● **Data excerpts**
▼
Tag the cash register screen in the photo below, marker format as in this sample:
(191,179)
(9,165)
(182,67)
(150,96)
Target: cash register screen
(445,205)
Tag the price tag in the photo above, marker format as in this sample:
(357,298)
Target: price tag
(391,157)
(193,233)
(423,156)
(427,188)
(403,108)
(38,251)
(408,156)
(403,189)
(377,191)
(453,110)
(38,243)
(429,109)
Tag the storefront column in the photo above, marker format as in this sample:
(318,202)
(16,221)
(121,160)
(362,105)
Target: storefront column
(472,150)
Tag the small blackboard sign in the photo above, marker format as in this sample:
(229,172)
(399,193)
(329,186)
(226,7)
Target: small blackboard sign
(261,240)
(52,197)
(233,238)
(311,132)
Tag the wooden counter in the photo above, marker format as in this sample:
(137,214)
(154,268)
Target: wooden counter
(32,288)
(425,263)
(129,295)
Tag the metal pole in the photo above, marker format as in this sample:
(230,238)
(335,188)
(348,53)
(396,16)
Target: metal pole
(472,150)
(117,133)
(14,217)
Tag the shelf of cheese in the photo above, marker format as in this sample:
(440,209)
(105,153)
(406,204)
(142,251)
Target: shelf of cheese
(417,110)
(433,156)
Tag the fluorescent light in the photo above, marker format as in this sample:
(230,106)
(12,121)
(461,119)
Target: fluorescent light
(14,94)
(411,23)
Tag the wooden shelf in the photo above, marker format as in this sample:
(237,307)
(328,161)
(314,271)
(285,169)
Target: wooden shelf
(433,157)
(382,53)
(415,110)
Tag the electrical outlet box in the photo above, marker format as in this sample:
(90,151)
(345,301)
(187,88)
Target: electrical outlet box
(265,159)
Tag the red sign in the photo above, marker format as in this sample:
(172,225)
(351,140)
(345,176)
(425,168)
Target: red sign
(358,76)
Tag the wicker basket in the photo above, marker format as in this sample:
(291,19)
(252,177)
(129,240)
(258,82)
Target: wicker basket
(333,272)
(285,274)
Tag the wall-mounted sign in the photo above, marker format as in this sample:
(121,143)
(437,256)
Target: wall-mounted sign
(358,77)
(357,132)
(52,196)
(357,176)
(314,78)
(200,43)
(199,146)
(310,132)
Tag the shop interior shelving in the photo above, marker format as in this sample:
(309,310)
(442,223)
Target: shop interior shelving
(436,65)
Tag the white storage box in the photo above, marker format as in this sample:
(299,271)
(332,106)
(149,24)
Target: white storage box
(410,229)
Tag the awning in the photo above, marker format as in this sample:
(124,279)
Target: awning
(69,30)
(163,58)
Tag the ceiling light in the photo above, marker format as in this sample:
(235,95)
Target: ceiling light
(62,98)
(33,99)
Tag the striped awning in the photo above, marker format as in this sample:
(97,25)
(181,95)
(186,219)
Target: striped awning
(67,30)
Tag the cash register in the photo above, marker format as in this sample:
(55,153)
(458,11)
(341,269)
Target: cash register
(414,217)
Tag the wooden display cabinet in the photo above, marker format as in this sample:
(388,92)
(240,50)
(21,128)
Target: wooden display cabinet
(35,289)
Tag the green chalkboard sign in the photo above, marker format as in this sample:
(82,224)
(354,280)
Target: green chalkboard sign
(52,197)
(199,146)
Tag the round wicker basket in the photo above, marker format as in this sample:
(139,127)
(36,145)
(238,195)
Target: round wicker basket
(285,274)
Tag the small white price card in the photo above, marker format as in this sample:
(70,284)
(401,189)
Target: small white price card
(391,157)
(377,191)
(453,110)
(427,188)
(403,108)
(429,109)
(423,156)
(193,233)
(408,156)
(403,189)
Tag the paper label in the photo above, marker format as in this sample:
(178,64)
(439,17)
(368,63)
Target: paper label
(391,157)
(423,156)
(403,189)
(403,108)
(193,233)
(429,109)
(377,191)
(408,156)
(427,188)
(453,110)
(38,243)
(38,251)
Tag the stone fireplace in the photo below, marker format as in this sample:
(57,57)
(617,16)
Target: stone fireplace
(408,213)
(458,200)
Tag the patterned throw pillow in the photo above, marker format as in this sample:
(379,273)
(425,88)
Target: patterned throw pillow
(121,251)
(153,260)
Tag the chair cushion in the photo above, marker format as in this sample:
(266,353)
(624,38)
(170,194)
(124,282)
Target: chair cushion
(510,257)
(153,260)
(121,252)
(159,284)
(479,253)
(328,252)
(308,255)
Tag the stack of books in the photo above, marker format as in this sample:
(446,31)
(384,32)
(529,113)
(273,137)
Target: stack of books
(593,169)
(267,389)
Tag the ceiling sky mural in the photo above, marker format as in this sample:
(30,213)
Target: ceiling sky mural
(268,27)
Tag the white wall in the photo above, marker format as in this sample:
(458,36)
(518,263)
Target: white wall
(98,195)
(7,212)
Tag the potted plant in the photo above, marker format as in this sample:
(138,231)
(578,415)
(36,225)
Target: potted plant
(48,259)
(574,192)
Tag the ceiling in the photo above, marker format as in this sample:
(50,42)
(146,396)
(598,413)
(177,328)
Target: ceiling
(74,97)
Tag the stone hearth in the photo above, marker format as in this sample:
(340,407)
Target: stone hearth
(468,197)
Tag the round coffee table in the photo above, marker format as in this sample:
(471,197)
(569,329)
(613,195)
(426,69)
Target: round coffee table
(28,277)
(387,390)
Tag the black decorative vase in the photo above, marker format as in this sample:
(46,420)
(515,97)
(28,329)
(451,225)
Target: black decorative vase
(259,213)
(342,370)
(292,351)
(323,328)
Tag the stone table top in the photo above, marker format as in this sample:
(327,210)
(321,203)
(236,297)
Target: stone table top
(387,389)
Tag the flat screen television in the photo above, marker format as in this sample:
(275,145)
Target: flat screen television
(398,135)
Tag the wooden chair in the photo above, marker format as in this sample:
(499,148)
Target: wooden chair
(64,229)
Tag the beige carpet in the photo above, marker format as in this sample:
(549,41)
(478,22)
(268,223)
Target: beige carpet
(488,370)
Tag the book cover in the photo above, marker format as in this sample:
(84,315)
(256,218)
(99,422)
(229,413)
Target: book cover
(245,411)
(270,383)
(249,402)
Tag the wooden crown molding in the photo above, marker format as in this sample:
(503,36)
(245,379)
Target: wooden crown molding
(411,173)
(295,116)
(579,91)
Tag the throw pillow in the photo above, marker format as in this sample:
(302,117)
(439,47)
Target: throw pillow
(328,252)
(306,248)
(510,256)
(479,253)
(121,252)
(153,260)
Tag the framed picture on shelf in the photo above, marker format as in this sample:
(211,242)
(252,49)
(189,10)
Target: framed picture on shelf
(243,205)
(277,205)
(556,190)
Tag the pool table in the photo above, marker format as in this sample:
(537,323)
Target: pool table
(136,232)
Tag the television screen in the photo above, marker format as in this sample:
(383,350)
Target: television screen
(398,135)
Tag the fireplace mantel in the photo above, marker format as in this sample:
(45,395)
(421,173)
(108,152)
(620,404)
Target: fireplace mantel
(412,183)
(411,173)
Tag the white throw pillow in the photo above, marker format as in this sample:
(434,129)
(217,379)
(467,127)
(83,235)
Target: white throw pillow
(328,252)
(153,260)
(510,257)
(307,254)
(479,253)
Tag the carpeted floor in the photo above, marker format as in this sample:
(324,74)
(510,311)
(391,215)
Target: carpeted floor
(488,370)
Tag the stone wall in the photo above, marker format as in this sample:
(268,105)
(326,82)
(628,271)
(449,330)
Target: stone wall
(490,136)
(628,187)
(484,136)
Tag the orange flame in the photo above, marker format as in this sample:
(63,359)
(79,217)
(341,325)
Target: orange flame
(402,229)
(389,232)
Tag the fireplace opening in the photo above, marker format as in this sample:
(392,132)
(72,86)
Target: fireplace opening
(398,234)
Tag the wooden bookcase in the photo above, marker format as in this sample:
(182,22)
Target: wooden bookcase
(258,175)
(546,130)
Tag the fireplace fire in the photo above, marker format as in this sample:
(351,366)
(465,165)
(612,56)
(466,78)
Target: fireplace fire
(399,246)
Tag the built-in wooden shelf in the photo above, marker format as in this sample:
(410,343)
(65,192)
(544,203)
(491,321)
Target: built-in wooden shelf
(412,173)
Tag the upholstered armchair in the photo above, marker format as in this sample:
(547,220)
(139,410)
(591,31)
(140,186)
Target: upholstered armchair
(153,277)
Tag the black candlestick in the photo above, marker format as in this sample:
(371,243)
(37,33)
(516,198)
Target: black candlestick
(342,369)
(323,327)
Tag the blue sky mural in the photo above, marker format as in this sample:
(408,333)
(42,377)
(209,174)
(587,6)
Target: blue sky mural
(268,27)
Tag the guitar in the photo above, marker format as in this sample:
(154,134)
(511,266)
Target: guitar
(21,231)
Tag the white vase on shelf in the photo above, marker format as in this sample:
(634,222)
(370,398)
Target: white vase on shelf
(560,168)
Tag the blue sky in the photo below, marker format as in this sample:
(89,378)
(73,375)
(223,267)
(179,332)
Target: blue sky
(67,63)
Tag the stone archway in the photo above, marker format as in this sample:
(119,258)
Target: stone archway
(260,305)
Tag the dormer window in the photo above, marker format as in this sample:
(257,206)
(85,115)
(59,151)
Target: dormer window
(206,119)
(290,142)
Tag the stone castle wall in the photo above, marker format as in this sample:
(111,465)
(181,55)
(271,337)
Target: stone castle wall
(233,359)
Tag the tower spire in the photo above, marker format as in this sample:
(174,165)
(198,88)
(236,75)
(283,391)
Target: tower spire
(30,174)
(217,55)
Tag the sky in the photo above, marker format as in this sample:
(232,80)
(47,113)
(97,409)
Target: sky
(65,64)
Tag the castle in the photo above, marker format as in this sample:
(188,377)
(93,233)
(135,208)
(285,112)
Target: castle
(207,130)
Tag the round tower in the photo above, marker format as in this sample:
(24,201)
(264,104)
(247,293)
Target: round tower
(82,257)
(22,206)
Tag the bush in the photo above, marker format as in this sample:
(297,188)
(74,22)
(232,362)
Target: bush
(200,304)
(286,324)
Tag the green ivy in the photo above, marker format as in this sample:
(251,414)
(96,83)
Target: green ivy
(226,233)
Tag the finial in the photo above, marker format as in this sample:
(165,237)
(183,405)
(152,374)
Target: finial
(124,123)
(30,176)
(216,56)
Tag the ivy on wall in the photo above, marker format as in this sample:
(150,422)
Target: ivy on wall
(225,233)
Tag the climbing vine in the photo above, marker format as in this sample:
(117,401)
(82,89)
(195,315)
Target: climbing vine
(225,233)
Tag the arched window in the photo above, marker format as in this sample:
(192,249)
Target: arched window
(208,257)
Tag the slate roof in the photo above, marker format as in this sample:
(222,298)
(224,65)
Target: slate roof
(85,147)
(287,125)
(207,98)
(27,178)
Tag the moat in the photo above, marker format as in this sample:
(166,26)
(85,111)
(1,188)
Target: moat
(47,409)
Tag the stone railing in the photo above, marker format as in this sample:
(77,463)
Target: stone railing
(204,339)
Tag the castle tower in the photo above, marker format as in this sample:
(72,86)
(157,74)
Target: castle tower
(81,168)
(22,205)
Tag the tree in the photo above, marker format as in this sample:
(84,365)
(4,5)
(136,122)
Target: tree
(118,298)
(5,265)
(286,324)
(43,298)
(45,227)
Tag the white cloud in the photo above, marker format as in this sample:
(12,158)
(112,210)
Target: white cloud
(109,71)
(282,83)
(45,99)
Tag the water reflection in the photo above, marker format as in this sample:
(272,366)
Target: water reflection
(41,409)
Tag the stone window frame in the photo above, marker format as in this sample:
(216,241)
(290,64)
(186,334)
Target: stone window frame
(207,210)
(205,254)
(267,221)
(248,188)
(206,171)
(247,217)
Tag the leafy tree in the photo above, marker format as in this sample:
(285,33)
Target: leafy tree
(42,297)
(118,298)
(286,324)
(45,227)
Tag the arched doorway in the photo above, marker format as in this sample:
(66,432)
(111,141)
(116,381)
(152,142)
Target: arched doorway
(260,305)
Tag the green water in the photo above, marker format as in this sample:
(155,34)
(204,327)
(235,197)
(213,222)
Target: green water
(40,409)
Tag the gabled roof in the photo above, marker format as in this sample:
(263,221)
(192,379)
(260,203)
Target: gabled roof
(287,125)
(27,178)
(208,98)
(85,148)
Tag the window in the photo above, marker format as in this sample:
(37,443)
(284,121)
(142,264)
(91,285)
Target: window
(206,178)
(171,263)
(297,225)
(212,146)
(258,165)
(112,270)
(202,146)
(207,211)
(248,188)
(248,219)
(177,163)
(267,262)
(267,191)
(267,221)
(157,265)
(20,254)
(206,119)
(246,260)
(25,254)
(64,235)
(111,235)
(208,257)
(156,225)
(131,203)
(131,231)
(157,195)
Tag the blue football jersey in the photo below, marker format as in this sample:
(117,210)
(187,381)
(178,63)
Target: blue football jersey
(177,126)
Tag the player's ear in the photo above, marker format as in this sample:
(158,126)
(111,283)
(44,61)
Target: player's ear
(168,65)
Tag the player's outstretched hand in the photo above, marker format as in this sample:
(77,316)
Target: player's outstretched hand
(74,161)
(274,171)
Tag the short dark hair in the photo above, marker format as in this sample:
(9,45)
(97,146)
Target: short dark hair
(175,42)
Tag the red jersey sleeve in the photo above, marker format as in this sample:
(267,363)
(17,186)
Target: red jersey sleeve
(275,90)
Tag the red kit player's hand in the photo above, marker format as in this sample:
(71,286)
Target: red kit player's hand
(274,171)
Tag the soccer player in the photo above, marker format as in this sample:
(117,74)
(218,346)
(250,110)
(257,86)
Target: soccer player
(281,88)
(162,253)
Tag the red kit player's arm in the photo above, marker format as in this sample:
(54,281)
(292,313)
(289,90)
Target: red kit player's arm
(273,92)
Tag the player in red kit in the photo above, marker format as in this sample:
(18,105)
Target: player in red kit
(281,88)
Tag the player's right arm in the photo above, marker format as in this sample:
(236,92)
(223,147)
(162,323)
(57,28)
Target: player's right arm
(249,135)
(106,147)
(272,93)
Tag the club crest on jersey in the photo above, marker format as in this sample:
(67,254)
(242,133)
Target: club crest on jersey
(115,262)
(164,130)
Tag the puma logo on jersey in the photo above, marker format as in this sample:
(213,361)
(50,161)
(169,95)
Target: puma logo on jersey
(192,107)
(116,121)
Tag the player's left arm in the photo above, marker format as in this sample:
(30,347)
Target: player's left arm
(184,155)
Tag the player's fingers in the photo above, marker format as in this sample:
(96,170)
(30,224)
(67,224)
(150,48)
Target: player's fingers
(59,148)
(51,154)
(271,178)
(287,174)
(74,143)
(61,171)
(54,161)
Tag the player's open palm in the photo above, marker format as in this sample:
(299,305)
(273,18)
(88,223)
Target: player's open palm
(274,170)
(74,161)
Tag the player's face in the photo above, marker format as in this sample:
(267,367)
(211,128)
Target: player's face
▲
● **Problem requirements**
Whenever the word "below" appears in a line of the listing, report that line.

● **Output for this task**
Tag the cash register screen in the photo below, marker format as in this sample:
Tag the stone fireplace in the photo below, marker format as in this sample:
Tag the blue sky in the photo below, marker format as in this sample:
Tag the blue football jersey in the photo below, marker format as in this sample:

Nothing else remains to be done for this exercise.